This just made my day!

http://www.youtube.com/watch?v=IYP_MgWF8hw
...and let's not forget Intel "lost" a large amount of email evidence.


----------



## FreedomEclipse (Sep 21, 2009)

Triprift said:


> Amd have been playing second fiddle to Intel ever since the core 2 duos because of there own imcometency seriously remember the original phenoms? Instead of looking for excuses Amd should be looking in there own backyard as they are seemingly now doing as there recent cpus have been much improved. Its easy to blame big bad Intel when most of there problems were self inflicted they had better cpus and were completly caught of guard by the c2d.



I totally agree, building up to the Phenoms first release I read an article in a magazine where either an AMD executive or representative was being interviewed about the new Phenoms - Intels new line of Core 2 Duos was also brought up during the interview & the AMD rep said that they werent worried at all & if anything they were fully confident in their product (1st gen Phenom) but i could tell that the intel question pushed his back against the wall. benchmarks from obtained engineering samples were taking the net by storm & all the results were clear that it would totally decimate the phenoms. the rep was also asked if after seeing the results if AMD would delay phenoms release & tweak/revise the chip a little more - to which the AMD rep refused. & thats when AMDs troubles began & their marketshare started to spiral. 

AMD set themselves upto fall - simple as.

I think AMD genuinely knew they were gonna take a hit but i dont think they expected to take that BIG of a hit. they took a gamble & put themselves in a position they couldnt recover easily from without having an 'exit stratagy' or at least some sort of fallback to cover their ass. Core 2 Duo came along & beat phenom into the next technological era then came Intels 'exploitation/Abuse' of their position which put AMD at a further disadvantage...

- Its true, any company can lower or raise their prices, Intel are business people - & they're business people that took advantage of the market while the stocks were low just like any other good trader would do. you cant blame them for that. but possibly the way they went about doing it is the real issue here.

AMD are still licking their wounds but they are recovering slowly & despite Intels domination they are still stronger then ever before despite how small of a company they are. its unlikely they will be strong enough to rival Intel 1:1 for a long time to come still but they will eventually get there, if not then they will create a world or focus on a part of the market where they are king & continue to run in leaps n bounds.


----------



## MilkyWay (Sep 21, 2009)

Rows =
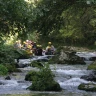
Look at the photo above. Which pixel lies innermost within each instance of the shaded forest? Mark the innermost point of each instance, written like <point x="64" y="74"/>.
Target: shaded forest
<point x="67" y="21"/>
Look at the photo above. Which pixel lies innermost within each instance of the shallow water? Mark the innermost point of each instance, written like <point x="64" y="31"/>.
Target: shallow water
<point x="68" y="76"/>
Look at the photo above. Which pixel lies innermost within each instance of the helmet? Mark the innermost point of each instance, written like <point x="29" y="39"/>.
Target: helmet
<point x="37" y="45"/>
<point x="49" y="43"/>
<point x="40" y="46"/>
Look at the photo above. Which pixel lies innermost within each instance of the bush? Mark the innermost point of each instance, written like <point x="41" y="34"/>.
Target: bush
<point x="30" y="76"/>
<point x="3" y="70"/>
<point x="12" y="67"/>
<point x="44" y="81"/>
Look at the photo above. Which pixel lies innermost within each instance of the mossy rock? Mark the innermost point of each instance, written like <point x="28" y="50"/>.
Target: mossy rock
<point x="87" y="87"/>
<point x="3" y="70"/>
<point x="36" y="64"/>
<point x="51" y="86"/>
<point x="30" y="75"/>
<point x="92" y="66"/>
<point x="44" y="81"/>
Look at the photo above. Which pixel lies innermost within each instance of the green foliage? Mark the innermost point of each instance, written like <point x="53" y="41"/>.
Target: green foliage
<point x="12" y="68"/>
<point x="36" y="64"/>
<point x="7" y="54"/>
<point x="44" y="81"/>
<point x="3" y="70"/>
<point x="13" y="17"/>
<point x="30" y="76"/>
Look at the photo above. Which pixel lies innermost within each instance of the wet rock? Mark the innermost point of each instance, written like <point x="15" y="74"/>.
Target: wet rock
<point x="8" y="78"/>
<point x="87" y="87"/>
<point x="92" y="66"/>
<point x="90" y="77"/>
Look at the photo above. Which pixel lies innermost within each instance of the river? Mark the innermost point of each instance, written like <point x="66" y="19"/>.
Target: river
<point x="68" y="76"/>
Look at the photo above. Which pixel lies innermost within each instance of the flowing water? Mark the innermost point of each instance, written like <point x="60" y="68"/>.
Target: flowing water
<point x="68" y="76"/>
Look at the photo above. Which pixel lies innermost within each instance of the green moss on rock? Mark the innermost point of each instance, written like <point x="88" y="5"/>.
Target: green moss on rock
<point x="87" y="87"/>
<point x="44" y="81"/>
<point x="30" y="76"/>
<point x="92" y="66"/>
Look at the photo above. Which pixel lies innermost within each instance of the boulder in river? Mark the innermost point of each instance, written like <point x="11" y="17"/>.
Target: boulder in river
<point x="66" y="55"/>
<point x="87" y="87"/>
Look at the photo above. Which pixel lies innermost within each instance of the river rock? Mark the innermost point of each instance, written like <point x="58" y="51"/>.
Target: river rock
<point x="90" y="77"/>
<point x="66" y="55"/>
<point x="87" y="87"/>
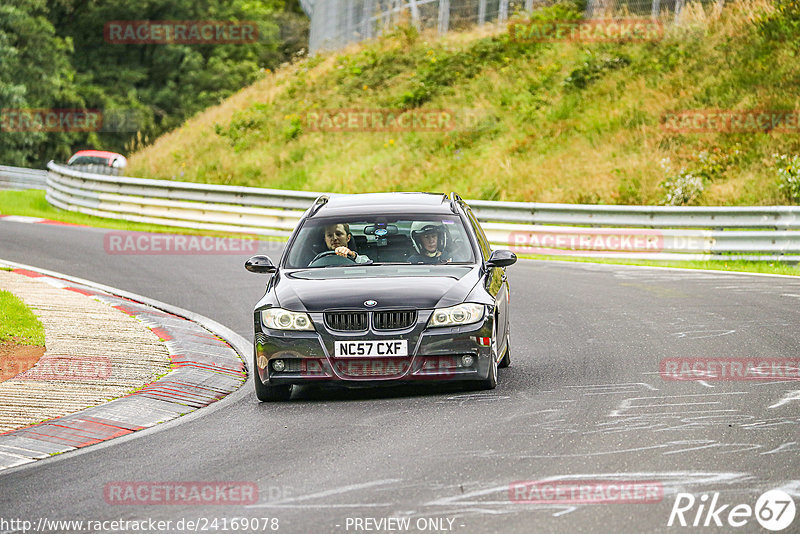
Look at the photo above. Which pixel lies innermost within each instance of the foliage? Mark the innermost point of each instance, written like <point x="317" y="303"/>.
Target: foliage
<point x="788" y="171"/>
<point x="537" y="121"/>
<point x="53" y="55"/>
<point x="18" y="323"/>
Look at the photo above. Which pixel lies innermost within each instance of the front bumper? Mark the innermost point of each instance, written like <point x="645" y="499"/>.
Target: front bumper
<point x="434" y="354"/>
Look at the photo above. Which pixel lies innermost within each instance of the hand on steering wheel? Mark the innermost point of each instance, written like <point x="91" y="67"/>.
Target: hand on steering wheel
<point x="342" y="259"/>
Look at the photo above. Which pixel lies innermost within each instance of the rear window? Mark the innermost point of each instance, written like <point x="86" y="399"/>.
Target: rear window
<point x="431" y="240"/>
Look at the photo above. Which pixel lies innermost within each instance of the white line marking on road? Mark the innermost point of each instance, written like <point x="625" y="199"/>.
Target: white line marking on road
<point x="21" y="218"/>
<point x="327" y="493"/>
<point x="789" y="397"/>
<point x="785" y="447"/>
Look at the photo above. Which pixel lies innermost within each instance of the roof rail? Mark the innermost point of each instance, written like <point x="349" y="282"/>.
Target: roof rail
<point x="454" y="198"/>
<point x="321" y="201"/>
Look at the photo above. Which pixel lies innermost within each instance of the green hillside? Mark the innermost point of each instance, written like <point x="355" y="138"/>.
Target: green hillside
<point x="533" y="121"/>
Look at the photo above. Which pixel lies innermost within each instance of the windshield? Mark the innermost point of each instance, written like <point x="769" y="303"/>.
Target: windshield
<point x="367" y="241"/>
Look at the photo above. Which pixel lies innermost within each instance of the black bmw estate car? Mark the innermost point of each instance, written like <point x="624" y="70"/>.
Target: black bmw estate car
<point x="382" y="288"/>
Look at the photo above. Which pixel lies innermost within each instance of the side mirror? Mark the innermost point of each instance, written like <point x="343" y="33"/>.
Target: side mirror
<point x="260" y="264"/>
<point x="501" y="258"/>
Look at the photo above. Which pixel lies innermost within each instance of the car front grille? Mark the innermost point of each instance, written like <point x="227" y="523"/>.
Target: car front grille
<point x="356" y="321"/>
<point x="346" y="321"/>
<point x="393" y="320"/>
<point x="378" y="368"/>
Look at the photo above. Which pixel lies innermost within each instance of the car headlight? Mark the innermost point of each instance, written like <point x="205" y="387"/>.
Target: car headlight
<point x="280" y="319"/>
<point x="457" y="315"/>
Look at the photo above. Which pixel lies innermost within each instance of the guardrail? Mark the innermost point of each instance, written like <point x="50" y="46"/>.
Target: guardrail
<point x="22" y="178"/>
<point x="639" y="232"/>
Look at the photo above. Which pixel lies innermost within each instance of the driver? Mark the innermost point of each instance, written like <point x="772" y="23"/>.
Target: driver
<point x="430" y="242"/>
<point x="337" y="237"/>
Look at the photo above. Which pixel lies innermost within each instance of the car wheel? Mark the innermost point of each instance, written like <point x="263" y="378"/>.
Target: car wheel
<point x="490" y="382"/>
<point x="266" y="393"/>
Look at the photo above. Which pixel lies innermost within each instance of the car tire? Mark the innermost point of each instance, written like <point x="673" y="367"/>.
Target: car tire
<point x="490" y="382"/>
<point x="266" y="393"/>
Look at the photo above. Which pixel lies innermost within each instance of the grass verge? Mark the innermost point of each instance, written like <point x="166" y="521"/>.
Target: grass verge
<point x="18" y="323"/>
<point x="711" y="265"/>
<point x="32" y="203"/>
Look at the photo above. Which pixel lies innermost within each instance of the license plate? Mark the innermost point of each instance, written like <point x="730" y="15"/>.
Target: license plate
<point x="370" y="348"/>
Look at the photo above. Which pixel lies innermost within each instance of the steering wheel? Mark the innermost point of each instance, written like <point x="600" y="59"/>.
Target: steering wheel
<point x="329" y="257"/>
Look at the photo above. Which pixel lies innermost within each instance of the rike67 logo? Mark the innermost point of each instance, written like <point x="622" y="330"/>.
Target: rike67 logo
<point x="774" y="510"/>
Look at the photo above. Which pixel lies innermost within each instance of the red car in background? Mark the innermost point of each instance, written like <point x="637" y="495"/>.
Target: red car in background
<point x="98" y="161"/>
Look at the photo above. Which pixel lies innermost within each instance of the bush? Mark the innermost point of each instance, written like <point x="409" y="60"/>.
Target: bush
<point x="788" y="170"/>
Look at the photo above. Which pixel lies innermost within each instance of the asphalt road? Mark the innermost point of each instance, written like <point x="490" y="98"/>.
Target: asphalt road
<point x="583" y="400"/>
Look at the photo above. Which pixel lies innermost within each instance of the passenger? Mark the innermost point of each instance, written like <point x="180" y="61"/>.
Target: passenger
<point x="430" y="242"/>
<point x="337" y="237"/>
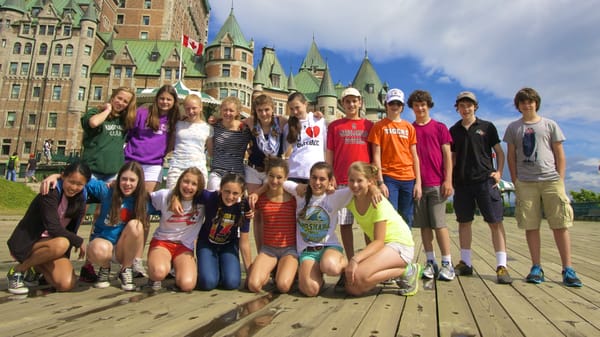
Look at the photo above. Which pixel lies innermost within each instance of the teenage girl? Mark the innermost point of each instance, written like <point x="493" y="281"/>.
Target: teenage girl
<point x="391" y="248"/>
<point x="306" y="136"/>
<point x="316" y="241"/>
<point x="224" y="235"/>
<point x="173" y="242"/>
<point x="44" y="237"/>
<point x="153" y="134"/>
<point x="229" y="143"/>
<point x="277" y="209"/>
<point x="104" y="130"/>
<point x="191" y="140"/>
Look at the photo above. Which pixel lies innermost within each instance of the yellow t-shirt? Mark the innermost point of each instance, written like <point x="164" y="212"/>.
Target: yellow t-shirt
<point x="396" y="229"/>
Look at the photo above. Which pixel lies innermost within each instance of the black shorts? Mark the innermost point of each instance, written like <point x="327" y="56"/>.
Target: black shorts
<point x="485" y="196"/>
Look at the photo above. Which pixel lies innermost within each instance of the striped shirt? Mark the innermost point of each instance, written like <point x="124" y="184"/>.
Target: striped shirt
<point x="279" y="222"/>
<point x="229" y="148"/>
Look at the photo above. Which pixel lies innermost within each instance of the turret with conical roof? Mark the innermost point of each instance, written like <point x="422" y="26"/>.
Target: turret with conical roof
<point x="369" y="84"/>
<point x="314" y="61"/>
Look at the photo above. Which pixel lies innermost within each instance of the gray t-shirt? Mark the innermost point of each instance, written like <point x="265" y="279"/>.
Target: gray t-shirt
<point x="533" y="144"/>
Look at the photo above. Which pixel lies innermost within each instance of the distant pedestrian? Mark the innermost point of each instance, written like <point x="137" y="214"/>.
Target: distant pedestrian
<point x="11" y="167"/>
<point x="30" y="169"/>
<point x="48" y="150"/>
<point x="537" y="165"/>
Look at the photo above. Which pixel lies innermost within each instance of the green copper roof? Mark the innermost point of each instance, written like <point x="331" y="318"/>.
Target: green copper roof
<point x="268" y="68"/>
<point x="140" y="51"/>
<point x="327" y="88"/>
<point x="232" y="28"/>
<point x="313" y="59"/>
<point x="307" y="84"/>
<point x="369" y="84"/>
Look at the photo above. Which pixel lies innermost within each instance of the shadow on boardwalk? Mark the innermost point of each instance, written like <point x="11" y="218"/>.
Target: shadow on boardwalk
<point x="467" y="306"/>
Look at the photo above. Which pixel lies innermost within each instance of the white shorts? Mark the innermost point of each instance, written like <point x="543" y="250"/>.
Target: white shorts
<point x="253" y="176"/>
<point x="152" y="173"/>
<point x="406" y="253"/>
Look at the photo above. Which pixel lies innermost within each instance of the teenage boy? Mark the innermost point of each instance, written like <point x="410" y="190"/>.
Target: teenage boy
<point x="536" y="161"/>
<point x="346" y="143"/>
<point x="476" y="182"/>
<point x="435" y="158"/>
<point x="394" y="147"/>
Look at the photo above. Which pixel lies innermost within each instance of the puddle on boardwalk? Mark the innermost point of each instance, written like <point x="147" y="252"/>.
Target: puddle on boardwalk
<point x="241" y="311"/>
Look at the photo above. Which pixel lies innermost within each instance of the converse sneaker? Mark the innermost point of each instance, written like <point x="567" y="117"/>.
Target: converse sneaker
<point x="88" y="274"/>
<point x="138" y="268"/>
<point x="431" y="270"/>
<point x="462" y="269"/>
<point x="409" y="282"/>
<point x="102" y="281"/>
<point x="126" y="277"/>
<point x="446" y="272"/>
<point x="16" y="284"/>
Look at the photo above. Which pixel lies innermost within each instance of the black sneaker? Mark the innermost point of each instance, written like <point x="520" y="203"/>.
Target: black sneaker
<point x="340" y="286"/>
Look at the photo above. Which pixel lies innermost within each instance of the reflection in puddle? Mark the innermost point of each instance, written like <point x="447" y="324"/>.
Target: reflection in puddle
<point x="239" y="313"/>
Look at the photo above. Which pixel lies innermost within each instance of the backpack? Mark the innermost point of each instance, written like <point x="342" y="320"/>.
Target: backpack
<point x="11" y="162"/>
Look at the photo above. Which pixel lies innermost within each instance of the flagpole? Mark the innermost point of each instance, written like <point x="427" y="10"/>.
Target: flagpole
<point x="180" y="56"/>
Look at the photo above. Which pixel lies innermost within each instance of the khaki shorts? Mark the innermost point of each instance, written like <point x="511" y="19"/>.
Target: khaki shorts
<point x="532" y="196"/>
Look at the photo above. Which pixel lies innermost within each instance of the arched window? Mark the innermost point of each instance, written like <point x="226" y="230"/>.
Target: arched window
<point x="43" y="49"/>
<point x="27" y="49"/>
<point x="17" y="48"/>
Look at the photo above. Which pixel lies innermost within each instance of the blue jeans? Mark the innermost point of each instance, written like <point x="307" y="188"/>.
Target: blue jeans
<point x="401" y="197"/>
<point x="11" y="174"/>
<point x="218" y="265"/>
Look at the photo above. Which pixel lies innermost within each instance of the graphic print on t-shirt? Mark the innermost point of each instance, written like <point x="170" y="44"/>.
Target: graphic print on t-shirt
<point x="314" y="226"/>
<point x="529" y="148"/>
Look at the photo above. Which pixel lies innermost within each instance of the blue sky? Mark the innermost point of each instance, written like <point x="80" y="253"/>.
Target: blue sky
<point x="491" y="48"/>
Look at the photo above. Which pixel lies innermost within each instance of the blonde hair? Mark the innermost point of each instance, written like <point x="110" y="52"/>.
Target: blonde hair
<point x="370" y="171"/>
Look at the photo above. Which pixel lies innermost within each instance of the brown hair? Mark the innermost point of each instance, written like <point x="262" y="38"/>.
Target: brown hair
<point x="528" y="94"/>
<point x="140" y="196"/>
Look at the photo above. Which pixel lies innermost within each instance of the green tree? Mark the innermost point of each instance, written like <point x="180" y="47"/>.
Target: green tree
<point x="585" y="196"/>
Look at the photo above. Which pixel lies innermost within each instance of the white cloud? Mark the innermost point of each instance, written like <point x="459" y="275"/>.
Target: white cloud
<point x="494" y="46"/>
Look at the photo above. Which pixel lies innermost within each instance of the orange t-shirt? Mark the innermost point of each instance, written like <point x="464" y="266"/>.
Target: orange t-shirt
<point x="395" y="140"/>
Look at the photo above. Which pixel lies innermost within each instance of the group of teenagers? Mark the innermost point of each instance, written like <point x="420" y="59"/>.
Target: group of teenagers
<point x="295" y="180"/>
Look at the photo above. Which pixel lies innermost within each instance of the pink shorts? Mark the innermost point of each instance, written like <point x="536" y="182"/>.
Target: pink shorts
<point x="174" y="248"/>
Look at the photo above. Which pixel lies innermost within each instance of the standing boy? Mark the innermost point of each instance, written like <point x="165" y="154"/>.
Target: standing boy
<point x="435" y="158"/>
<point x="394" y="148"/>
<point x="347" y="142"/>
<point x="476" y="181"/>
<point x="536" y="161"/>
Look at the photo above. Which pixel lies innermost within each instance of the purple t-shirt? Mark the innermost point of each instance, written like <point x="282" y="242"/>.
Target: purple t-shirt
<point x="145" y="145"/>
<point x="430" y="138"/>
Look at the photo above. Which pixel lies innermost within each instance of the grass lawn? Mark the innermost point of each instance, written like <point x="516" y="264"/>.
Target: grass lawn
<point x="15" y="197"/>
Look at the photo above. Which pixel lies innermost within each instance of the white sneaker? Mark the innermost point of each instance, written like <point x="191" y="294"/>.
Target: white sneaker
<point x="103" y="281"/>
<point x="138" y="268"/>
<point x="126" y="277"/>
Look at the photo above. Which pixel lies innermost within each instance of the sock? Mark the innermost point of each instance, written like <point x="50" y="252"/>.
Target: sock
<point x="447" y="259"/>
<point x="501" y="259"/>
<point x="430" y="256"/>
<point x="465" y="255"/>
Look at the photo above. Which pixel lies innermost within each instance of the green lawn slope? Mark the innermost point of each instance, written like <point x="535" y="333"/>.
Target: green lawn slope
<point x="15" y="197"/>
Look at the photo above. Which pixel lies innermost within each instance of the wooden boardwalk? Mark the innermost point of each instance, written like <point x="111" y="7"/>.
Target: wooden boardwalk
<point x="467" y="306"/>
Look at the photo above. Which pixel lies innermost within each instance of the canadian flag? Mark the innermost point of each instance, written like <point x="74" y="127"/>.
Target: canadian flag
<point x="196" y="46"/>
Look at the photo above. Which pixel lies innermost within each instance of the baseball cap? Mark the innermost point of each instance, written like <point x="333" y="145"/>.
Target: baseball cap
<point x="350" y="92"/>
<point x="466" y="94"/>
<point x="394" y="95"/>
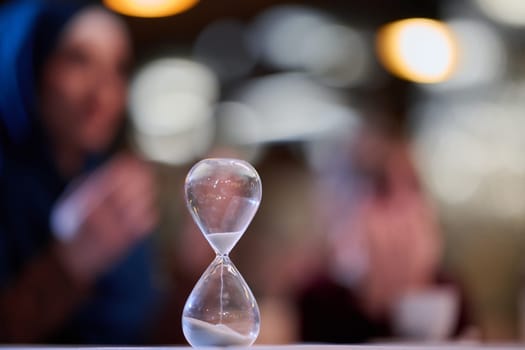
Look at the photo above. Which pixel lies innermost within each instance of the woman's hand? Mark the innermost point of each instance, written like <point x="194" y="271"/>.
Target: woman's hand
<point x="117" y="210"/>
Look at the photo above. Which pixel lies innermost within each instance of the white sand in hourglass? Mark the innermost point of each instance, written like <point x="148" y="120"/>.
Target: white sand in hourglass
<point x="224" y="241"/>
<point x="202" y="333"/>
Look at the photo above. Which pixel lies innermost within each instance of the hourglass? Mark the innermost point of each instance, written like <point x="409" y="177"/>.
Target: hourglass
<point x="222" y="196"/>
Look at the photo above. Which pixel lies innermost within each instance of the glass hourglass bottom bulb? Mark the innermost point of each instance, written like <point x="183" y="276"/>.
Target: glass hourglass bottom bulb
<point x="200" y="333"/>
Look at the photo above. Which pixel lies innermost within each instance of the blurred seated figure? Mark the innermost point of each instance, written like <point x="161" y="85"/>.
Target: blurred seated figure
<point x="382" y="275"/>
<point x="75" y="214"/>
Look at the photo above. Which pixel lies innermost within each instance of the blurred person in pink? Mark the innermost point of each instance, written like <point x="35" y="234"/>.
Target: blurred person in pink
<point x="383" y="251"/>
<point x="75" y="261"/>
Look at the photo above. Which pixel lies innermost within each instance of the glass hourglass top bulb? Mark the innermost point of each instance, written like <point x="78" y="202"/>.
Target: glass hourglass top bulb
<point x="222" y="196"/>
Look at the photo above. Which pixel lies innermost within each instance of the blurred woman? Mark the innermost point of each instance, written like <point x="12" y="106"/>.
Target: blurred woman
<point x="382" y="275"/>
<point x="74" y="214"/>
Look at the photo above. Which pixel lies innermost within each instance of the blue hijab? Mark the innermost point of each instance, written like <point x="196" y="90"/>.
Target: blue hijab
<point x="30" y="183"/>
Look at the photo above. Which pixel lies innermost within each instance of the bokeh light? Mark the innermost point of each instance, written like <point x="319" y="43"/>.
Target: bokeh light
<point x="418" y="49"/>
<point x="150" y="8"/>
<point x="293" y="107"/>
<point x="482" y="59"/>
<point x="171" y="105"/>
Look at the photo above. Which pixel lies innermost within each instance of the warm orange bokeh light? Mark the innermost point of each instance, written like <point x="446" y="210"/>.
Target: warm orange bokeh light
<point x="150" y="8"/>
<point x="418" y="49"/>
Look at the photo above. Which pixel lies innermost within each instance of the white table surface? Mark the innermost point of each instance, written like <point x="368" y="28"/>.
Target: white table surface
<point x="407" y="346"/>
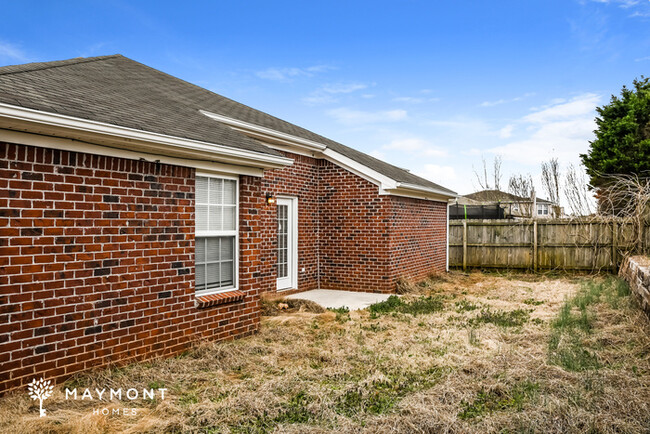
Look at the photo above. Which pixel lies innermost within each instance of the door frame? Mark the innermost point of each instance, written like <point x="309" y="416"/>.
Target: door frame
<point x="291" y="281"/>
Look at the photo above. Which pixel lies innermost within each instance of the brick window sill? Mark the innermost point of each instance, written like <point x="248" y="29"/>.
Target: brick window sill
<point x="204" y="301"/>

What you are asked to do = Copy a part of the AMD and Intel thread word for word. Begin at the words "I totally agree, building", and stop after "- simple as.". The records are separate from the AMD and Intel thread.

Reply =
I totally agree, building up to the Phenoms first release I read an article in a magazine where either an AMD executive or representative was being interviewed about the new Phenoms - Intels new line of Core 2 Duos was also brought up during the interview & the AMD rep said that they werent worried at all & if anything they were fully confident in their product (1st gen Phenom) but i could tell that the intel question pushed his back against the wall. benchmarks from obtained engineering samples were taking the net by storm & all the results were clear that it would totally decimate the phenoms. the rep was also asked if after seeing the results if AMD would delay phenoms release & tweak/revise the chip a little more - to which the AMD rep refused. & thats when AMDs troubles began & their marketshare started to spiral. 

AMD set themselves upto fall - simple as.